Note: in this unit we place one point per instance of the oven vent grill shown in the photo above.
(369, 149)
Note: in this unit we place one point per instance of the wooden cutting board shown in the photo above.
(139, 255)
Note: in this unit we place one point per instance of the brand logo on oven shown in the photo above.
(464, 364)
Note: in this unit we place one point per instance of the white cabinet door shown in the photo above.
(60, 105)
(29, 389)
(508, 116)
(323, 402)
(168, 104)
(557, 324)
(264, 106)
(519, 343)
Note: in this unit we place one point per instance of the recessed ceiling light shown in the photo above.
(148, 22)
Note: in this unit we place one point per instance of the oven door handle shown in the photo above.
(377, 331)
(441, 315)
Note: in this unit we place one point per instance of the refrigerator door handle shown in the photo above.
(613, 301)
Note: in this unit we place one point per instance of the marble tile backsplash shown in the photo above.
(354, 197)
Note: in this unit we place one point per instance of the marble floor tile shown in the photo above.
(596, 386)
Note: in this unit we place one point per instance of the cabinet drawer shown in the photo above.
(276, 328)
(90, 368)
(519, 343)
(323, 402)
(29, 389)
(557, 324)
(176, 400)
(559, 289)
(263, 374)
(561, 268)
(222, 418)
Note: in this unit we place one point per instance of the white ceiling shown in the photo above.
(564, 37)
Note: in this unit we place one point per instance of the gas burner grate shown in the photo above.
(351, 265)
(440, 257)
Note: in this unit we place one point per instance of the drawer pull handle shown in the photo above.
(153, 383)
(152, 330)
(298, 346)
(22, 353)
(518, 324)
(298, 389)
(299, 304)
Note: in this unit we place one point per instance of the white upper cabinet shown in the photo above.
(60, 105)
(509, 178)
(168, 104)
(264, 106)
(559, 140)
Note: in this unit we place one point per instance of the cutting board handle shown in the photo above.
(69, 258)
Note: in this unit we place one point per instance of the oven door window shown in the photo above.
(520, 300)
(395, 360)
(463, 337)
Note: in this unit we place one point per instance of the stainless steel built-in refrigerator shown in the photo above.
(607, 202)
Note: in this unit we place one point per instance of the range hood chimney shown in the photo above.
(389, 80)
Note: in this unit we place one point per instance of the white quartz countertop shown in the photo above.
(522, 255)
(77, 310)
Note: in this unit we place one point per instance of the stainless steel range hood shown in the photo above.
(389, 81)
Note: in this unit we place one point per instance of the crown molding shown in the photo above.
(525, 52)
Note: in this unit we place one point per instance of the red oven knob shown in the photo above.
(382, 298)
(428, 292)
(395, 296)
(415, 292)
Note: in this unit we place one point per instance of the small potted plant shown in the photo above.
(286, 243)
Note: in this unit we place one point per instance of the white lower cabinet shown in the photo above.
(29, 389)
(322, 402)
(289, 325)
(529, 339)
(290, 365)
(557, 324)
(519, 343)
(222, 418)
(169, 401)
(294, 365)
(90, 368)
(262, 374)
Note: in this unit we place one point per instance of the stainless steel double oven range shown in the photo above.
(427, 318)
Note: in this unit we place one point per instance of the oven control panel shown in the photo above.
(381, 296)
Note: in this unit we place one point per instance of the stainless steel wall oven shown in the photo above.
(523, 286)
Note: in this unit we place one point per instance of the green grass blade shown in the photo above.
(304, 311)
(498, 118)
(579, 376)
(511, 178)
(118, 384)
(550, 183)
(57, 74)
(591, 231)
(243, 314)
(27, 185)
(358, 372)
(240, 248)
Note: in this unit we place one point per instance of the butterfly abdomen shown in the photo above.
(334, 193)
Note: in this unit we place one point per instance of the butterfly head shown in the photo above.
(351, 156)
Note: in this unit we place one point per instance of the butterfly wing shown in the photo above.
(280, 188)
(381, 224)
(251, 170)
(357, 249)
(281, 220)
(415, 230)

========================================================================

What is required
Everything from the line containing "molding shown in the photo above." through the last line of the records must be given again exactly; leave out all other lines.

Response to the exercise
Note: in this unit we place one point per instance of the crown molding shown in the photo above.
(525, 52)
Note: in this unit we place one point per instance of the red oven knob shown in the photo above.
(382, 298)
(428, 292)
(395, 296)
(415, 292)
Note: in this unit we place one point per instance of the small potted plant shown in the photo above.
(286, 243)
Note: in this unit we place one point per instance of the white lower cabinet shown in the photo above.
(29, 389)
(322, 402)
(289, 325)
(529, 339)
(290, 365)
(557, 324)
(519, 343)
(222, 418)
(169, 401)
(294, 365)
(90, 368)
(262, 374)
Note: in this unit we place one point per instance of the stainless steel double oven range shown in the photo above.
(427, 318)
Note: in this unit we place one point per instance of the oven control panel shown in the photo above.
(381, 296)
Note: in this unit we place one point per instance of the stainless steel wall oven shown in the photo above.
(523, 286)
Note: in this unit we place one point per instance of the green grass blade shown in the photo above.
(304, 311)
(498, 118)
(579, 376)
(511, 178)
(118, 384)
(550, 183)
(57, 74)
(591, 231)
(243, 314)
(27, 185)
(358, 372)
(240, 248)
Note: in this unit we place one point per instance of the butterfly abdomen shown in the photo above.
(334, 193)
Note: in this unit we place one point per instance of the butterfly head shown in the photo above.
(351, 156)
Note: in this unit we place one point per instance of the butterfly wing shown in the photo above.
(280, 188)
(381, 224)
(251, 170)
(357, 249)
(281, 220)
(415, 230)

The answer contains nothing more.